• **Challenge**: Please rewrite the entries below with "pixel coordinates" changed to "x-y coordinates" wherever it occurs, keeping everything else the same.

• **Labeled-object pointing entries**:
# # # # # # #

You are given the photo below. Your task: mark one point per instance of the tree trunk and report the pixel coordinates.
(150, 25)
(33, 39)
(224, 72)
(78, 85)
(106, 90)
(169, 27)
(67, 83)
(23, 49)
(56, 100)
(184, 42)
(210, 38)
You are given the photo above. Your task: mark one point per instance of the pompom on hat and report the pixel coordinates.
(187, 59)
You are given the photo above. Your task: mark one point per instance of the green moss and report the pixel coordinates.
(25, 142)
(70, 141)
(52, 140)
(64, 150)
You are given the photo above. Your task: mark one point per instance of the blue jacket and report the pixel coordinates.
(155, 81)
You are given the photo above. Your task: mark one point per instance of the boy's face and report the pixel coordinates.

# # # # # # #

• **Written answer**:
You are given the photo below. Your task: mark one point per instance of the tree trunk and report the x-y coordinates.
(150, 25)
(33, 39)
(224, 72)
(78, 85)
(106, 90)
(169, 27)
(67, 83)
(23, 49)
(56, 100)
(184, 42)
(210, 38)
You are given the photo above. Your task: mark one point per instance of the pompom on hat and report the x-y coordinates.
(187, 59)
You are given the photo above. Your task: mark one point per instance of the green moss and report the x-y coordinates.
(25, 142)
(70, 141)
(52, 140)
(64, 150)
You are given the photo above. Your task: mark one point per instance of the blue jacket and report the x-y coordinates.
(155, 81)
You are given the photo above. Your task: mark one point per instance of the boy's face and report the x-y coordinates.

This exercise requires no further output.